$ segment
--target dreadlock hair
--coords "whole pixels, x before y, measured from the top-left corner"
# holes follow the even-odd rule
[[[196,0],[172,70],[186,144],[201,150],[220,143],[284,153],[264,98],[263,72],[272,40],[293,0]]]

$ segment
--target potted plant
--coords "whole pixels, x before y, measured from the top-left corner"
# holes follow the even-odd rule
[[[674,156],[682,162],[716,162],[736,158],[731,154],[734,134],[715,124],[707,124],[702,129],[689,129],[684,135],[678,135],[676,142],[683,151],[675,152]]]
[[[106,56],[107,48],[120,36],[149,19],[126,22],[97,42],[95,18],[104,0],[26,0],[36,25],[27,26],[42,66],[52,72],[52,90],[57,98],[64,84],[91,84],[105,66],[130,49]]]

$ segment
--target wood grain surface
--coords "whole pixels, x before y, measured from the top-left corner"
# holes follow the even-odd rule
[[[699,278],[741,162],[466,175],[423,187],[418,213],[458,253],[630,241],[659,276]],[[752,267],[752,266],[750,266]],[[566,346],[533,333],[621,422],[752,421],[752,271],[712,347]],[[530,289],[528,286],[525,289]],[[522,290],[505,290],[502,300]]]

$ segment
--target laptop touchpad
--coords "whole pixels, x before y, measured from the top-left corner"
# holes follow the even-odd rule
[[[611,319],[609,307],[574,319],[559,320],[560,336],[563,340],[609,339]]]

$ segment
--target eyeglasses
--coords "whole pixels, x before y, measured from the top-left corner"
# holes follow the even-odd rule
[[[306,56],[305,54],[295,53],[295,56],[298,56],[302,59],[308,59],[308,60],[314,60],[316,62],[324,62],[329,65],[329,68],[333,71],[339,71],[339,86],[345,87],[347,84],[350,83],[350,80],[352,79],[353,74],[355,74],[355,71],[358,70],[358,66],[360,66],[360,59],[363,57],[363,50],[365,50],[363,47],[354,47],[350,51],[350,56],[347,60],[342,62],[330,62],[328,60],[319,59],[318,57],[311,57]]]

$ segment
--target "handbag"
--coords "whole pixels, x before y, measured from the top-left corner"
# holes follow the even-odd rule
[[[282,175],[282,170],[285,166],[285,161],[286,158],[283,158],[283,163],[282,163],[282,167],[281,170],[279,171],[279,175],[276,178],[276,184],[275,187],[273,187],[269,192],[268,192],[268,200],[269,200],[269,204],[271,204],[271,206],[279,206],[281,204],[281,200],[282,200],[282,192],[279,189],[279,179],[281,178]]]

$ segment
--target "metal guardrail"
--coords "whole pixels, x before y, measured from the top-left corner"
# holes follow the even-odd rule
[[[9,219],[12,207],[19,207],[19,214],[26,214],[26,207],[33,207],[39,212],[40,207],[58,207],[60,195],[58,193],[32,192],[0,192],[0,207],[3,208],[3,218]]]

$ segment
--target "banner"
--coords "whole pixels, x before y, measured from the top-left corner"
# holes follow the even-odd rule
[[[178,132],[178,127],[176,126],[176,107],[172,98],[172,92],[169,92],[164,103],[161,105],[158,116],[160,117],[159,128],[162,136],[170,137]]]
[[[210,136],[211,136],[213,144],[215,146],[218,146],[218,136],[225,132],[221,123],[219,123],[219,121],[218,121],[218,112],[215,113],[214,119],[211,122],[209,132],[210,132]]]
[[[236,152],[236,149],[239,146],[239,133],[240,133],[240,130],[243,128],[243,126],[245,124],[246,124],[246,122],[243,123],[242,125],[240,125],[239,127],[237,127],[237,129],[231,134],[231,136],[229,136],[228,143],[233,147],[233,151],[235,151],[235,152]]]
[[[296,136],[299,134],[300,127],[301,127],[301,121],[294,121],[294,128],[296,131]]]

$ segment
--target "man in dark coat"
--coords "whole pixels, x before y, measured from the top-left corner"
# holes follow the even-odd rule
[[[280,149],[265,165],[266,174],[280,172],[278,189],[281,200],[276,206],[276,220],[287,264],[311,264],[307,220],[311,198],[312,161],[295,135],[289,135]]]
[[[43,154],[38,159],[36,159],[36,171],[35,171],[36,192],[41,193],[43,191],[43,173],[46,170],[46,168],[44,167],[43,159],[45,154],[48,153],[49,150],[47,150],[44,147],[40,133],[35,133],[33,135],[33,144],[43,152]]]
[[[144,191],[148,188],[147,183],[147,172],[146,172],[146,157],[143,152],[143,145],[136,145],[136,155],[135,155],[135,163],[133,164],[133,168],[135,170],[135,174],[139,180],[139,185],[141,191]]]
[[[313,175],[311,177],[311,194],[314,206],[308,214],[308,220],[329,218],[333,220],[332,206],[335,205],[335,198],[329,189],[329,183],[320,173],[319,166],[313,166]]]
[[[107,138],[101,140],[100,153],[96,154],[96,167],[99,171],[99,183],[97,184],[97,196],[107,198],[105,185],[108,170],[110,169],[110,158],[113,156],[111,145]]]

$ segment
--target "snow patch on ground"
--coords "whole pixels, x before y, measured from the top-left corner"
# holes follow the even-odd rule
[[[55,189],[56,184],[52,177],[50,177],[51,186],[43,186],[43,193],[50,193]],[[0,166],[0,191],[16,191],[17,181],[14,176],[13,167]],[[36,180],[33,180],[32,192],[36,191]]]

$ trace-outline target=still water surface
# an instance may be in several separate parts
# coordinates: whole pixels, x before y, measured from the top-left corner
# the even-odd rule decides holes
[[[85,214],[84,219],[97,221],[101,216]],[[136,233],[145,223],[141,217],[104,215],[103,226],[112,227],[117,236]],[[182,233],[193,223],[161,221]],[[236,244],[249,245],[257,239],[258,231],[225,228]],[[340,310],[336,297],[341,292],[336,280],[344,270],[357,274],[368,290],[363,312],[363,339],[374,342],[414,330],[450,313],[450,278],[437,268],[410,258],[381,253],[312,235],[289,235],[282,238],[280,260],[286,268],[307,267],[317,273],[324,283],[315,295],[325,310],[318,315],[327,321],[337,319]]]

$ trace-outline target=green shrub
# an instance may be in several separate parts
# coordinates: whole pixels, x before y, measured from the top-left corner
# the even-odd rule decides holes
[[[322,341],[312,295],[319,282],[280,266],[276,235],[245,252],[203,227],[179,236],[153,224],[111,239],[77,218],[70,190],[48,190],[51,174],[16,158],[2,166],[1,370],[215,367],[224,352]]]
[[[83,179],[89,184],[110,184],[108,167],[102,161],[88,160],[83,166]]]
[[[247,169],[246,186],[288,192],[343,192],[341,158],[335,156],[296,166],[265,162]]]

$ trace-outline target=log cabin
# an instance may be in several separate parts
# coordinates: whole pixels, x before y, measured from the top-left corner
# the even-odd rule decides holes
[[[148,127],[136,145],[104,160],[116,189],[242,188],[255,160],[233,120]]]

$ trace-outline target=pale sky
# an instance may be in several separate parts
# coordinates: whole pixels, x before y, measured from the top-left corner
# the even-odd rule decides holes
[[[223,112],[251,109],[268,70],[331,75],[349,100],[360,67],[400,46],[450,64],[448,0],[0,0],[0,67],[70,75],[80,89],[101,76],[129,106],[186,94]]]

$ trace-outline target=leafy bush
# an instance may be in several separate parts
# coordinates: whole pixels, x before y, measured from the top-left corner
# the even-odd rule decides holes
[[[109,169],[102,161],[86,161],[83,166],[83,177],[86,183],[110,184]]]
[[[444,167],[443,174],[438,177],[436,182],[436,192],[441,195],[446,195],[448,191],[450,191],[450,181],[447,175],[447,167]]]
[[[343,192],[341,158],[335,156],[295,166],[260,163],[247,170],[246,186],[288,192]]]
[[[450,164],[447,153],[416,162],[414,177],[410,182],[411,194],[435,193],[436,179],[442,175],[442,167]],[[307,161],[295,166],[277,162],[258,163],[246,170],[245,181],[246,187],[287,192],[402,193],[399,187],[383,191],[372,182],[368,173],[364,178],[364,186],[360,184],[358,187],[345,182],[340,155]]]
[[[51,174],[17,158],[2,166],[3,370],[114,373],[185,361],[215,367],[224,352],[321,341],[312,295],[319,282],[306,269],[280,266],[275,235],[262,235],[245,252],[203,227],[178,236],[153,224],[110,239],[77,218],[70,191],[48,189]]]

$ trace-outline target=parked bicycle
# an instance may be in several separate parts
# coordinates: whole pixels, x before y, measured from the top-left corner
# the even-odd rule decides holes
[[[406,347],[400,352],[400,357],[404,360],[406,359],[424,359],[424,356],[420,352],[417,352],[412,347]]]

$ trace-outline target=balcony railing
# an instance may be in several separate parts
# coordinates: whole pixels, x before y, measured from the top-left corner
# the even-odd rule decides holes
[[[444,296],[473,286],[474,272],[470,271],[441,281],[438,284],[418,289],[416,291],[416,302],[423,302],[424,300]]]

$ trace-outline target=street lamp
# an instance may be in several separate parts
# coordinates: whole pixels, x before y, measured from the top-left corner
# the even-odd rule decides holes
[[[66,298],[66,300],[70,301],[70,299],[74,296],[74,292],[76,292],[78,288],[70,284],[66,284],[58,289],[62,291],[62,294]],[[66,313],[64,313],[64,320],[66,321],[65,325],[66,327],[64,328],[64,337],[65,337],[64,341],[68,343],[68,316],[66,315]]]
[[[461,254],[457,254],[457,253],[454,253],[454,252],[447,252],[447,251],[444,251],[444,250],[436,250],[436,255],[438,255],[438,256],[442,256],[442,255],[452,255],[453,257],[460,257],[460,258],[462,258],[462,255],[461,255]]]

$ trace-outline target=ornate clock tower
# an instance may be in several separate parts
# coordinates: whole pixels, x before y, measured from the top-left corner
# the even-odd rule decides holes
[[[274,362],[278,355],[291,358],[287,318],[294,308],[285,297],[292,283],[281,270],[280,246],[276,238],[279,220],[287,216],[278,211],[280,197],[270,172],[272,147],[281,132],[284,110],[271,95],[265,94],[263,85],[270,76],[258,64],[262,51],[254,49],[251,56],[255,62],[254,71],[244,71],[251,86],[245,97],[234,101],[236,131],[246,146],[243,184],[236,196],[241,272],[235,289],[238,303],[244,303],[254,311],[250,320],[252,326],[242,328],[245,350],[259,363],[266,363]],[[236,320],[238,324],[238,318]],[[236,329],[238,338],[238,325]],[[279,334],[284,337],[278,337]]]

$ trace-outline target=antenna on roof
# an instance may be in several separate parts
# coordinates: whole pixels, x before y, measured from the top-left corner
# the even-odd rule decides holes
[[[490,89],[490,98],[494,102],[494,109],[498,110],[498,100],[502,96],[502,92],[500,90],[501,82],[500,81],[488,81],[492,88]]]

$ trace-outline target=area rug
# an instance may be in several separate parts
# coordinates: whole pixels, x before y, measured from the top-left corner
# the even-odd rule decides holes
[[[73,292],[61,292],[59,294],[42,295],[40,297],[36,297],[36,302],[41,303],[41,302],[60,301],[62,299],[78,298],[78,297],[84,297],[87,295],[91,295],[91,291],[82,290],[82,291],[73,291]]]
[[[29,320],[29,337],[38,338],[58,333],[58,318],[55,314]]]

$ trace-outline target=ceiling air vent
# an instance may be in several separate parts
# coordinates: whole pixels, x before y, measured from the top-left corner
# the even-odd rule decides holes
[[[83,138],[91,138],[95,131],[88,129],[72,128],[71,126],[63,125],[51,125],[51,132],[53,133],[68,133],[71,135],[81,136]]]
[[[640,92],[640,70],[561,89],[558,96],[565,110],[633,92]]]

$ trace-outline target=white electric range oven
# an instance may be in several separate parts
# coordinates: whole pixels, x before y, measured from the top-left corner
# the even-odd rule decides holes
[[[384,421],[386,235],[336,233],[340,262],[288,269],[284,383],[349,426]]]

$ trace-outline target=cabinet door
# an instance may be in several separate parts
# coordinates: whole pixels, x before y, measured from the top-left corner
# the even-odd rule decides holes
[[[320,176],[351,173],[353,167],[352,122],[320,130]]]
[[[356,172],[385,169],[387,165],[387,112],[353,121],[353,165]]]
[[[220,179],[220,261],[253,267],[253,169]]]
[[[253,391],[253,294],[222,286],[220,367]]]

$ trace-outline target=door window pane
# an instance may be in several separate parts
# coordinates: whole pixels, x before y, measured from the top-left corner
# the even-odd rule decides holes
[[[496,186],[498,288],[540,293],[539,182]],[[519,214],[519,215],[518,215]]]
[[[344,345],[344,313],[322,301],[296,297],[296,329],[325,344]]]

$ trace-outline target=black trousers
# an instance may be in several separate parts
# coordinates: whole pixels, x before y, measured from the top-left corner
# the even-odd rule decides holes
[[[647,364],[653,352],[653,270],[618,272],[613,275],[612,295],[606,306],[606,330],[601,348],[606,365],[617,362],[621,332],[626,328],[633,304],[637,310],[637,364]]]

- **WHAT YOU SHOULD DO**
Extract, verbatim, the lines from the one containing "trace-outline target=black trousers" through the last line of the listing above.

- **ANSWER AREA**
$ trace-outline target=black trousers
# an instance may be in several separate parts
# coordinates: whole pixels, x before y, measured from the top-left corner
# the even-odd rule decides holes
[[[647,364],[653,352],[653,270],[618,272],[613,275],[612,295],[606,306],[606,330],[601,348],[606,365],[617,362],[621,332],[626,328],[633,304],[637,310],[637,364]]]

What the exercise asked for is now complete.